— TASK INSTRUCTIONS —
Return each record unchanged and drop the images.

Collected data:
- - - -
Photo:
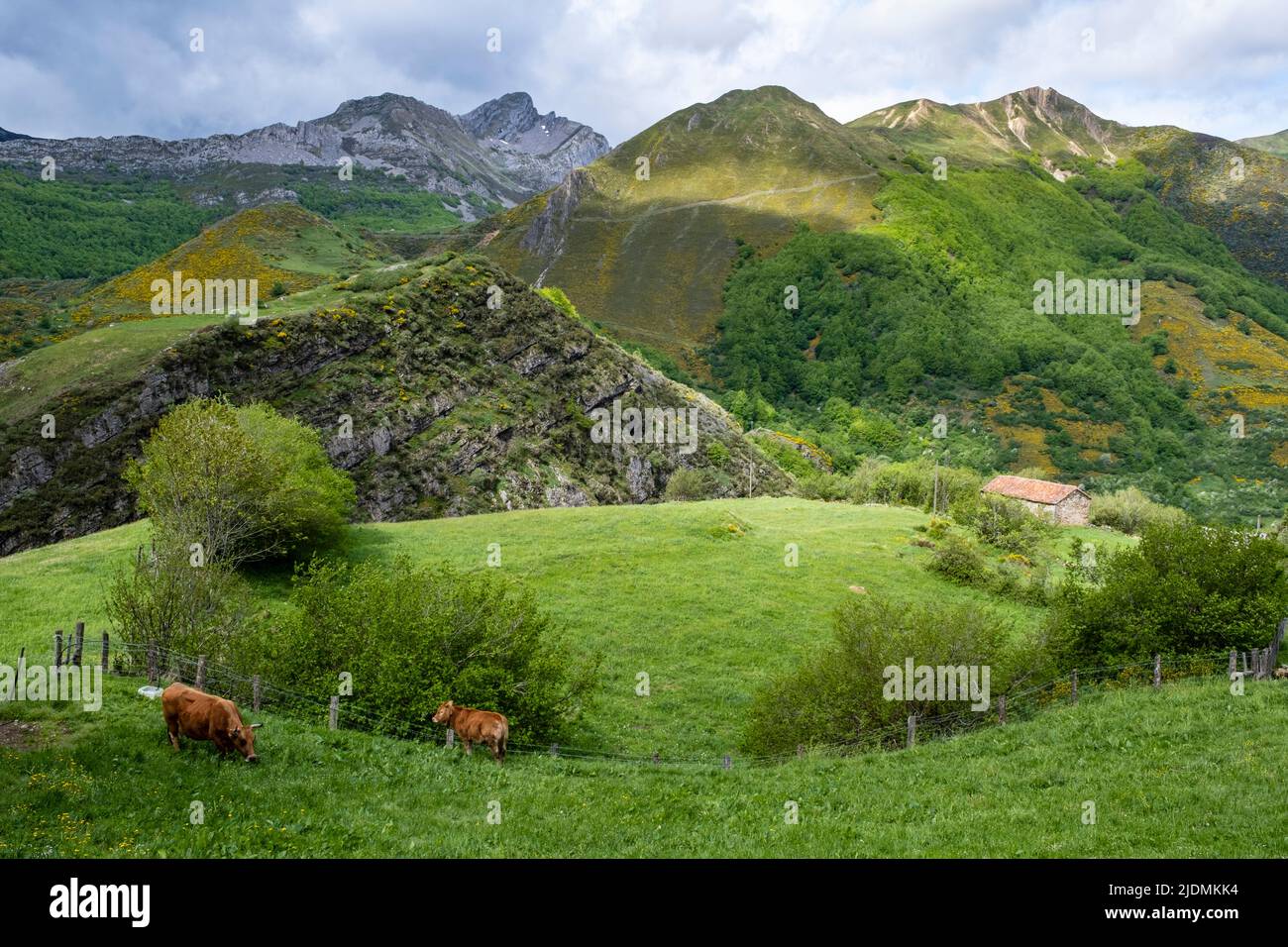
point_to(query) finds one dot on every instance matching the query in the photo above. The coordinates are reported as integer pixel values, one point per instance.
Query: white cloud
(621, 64)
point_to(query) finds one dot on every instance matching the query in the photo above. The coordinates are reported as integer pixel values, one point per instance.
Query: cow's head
(244, 740)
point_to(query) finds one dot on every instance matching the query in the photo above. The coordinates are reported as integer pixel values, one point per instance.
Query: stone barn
(1059, 502)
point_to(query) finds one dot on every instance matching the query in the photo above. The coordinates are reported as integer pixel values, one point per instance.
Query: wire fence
(162, 667)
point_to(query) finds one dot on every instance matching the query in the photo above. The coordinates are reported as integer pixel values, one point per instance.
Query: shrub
(1183, 589)
(1129, 510)
(911, 483)
(958, 560)
(416, 635)
(688, 483)
(1005, 523)
(245, 482)
(823, 486)
(837, 694)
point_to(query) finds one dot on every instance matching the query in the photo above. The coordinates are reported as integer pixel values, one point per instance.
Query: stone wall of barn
(1072, 510)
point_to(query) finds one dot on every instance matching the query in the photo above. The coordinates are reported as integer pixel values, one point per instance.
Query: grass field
(1184, 772)
(99, 357)
(662, 589)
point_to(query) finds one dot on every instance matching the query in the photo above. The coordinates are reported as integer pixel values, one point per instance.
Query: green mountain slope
(923, 295)
(648, 257)
(1234, 189)
(1275, 144)
(455, 405)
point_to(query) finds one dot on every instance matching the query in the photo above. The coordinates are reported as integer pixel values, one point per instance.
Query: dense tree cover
(841, 693)
(936, 308)
(1184, 589)
(84, 228)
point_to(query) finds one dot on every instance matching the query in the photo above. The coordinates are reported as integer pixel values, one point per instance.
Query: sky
(85, 67)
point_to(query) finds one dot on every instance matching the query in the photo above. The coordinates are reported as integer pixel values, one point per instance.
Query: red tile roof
(1047, 492)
- - - -
— EXERCISE RESPONSE —
Photo:
point_to(query) finds one dot on every instance matching the query in the photo above. The coordinates are reported as integer pixel values, one point per instance.
Query: white cloud
(621, 64)
point_to(query) finds one dot on every instance matching the query in the photo above. The coordinates are reported as integer pixel values, one point per instance.
Query: cow's head
(244, 740)
point_to(query) finds one dot on every instance matching the query in the photo above. The coordinates are reported as integer pixel values, one point per instance.
Query: stone barn
(1059, 502)
point_to(query) finds one dot on every instance matching the query in the photo above. The coordinates are reported as integer pixel values, one point per instance.
Query: wire fence
(162, 667)
point_to(query) finds one dot on every instance matching the query in the photo above. The coordinates are reported as integer pixel values, one point per instance.
Query: shrub
(1183, 589)
(1129, 510)
(911, 483)
(958, 560)
(416, 635)
(688, 483)
(1005, 523)
(245, 482)
(823, 486)
(837, 694)
point_to(query) finds one dot on every instance matching the query in the photo above. The coordinates are reported as integer pixel values, one point per instance.
Query: stone wall of barn
(1072, 510)
point_to(query) finds one dot on every instance matching the query in the photo above. The coordinates are reported as integer pixel values, one point per instance.
Query: grass field
(1184, 772)
(99, 357)
(662, 589)
point_to(query) finds one dot on every instance matching the query in the photo above. The coordinates are reported as integer pixel values, one point per instance.
Query: green mountain slope
(923, 295)
(648, 257)
(1234, 189)
(1275, 144)
(455, 405)
point_to(query) finds one dot on every instance matching the query in the photo above. The coordinates are reported as integer pixel values, one point per instance.
Query: dense tree cover
(841, 693)
(936, 308)
(1184, 589)
(84, 228)
point_to(query) finds one dot on every instance matching the query in the photo above. The coordinates are reported as integer pixel values, one point per instance.
Query: sky
(85, 67)
point_to(query) finds one dot on every instance matching the query in the photo above. The coordinates are reported as integer pixel values, one point per instance.
Query: red tile roof
(1047, 492)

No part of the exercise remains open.